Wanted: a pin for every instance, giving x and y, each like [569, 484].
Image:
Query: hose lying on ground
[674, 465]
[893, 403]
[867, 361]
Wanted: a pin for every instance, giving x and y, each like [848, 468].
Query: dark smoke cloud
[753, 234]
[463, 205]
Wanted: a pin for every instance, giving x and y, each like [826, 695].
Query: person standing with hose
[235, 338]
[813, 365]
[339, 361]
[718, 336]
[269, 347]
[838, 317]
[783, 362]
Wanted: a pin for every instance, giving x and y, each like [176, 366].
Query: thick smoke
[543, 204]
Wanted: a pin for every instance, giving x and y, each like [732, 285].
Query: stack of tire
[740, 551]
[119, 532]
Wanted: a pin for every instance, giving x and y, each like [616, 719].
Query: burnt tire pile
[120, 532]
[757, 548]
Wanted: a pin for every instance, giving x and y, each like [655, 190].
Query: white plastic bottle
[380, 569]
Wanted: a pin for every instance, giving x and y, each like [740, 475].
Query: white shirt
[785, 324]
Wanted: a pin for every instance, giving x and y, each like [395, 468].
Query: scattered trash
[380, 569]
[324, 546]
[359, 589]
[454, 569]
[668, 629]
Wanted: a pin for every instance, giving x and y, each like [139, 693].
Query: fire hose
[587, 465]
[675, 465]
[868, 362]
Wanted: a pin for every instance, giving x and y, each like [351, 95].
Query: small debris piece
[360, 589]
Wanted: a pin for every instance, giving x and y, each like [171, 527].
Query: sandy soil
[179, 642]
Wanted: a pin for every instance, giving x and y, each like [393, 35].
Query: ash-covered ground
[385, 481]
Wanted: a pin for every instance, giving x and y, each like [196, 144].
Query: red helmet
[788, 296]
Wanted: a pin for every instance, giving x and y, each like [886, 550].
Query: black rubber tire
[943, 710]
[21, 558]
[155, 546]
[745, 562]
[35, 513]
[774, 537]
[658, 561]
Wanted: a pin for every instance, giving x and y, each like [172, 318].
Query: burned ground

▶ Set task:
Emit verbatim the lines running from the one with "like [139, 693]." through the last line of the data, both endpoints inclusive.

▶ Written reply:
Wanted: a pin for every instance, giving x and y, each like [139, 693].
Query: fire hose
[587, 465]
[675, 465]
[868, 362]
Wanted: a pin for every instance, giving x and y, each like [351, 95].
Query: small debris piece
[360, 589]
Wanted: a pin for every instance, giving x and y, each like [171, 527].
Query: sandy soil
[179, 642]
Wanted: a pin for every instance, giving x and y, each like [393, 35].
Query: ash-covered ground
[385, 481]
Wanted: a pin for every instance, giving x and y, each like [196, 144].
Query: red helmet
[788, 296]
Wanted: a pin for every instance, giving x and y, each like [886, 550].
Query: black rubber tire
[943, 710]
[21, 558]
[155, 546]
[745, 562]
[35, 513]
[774, 537]
[658, 561]
Wanted: a pin for every instance, giving x and y, each like [172, 318].
Query: burned ground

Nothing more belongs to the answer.